(RECORDS FOR THIS EXERCISE begins)

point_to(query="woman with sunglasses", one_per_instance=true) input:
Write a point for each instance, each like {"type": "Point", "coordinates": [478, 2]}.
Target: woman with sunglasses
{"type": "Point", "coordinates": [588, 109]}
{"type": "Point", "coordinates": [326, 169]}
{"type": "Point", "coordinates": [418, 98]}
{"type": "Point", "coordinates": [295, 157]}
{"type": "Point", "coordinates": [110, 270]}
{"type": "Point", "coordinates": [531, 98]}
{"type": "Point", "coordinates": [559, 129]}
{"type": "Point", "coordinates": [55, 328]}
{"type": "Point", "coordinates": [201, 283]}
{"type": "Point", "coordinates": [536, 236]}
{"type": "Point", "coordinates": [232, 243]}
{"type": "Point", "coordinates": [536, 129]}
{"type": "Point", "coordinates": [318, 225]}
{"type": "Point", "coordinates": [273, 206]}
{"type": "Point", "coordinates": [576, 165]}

(RECORDS FOR THIS EXERCISE ends)
(RECORDS FOR THIS EXERCISE begins)

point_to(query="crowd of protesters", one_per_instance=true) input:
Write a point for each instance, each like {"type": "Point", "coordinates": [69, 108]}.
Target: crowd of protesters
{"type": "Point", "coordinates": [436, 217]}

(RECORDS FOR THIS EXERCISE ends)
(RECORDS FOR THIS EXERCISE begins)

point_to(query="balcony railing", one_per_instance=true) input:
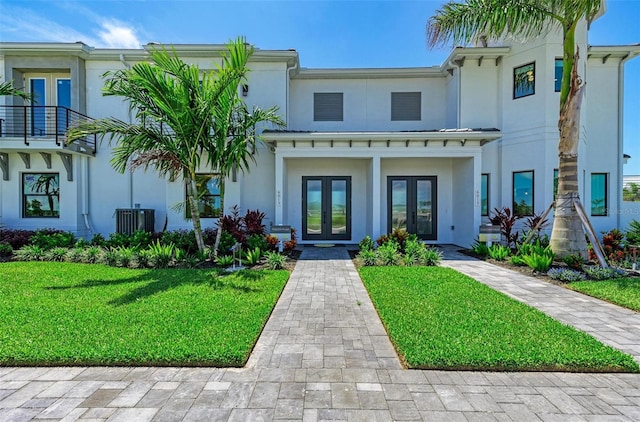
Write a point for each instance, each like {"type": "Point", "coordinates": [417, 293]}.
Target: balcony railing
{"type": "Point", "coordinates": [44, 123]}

(RECORDS FOR THIS EXERCISE ends)

### WHAT THIS TASK INVOLVES
In the records, which lines mention the word "input"? Copy those lines.

### RESPONSE BOX
point_to(query="woman with sunglasses", one_per_instance=true) input:
point_to(query="crowd of protesters", one_per_instance=true) input:
point_to(query="balcony railing", one_per_instance=true) input:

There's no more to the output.